··· SOURCE MATERIAL

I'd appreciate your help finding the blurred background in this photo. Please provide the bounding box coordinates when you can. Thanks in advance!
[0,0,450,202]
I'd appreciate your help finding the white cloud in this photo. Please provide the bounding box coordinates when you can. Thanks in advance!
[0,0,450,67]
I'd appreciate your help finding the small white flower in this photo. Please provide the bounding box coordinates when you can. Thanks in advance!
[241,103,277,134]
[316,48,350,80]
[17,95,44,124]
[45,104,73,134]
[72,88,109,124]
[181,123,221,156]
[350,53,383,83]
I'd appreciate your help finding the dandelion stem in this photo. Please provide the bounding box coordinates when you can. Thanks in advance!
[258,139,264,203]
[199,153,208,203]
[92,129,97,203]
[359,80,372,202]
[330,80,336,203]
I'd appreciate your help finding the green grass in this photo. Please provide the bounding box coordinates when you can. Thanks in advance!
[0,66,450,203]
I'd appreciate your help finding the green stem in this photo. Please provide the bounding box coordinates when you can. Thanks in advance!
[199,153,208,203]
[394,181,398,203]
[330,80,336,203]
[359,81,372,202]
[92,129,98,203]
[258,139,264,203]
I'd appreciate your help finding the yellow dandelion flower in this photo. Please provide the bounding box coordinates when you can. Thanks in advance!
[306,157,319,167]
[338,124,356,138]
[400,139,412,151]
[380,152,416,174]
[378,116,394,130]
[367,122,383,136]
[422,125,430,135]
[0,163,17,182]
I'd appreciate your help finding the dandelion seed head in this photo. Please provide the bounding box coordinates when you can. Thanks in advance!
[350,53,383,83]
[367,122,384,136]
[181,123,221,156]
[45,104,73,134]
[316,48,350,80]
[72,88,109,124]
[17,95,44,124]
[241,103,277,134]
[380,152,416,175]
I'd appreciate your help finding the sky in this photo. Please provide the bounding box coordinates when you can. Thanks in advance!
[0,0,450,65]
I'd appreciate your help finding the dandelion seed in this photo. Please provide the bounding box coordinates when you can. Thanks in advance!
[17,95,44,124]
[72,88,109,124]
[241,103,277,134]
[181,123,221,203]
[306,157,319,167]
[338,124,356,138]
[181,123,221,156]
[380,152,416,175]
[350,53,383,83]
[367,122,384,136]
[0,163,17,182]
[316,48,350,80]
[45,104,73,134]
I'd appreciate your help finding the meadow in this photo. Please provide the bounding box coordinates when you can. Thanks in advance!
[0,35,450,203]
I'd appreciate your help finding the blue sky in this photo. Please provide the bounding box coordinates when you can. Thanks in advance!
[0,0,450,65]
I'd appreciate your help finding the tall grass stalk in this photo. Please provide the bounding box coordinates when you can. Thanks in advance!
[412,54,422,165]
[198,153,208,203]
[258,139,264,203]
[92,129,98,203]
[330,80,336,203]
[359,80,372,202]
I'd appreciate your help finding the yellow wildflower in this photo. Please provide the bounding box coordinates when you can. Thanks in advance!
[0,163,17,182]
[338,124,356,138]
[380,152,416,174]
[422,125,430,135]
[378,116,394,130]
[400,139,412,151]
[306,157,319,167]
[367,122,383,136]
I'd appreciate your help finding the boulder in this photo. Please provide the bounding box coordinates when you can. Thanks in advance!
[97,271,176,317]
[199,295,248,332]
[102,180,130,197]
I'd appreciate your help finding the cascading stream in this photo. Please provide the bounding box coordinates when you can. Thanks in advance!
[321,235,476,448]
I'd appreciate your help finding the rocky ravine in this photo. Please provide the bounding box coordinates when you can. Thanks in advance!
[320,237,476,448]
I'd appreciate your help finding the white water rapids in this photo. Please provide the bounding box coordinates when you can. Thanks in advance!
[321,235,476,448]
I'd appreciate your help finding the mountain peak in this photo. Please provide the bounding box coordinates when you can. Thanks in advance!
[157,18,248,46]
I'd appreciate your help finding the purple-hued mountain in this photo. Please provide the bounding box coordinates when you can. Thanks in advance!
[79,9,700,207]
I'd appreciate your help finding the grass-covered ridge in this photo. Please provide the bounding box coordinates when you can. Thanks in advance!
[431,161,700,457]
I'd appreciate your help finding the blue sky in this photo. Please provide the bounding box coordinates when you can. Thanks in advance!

······

== REQUIREMENT ==
Please recast the lines from the one containing "I'd appreciate your help finding the purple-hued" through the end of the material, inclusive, as a Markdown table with the columns Row and Line, numbering each line and leaving out blank lines.

== OUTPUT OF THE EXERCISE ==
| Row | Line |
|---|---|
| 1 | I'd appreciate your help finding the purple-hued mountain in this photo. Please provide the bounding box coordinates when you can. Thanks in advance! |
| 2 | [79,9,700,207] |
| 3 | I'd appreciate your help finding the grass-covered ridge in this photo. Please provide the bounding box coordinates when you can. Thanks in advance! |
| 4 | [431,161,700,457] |
| 5 | I'd appreciate your help finding the blue sky in this photo. Please provide the bounding box coordinates when you can. Thanks in advance! |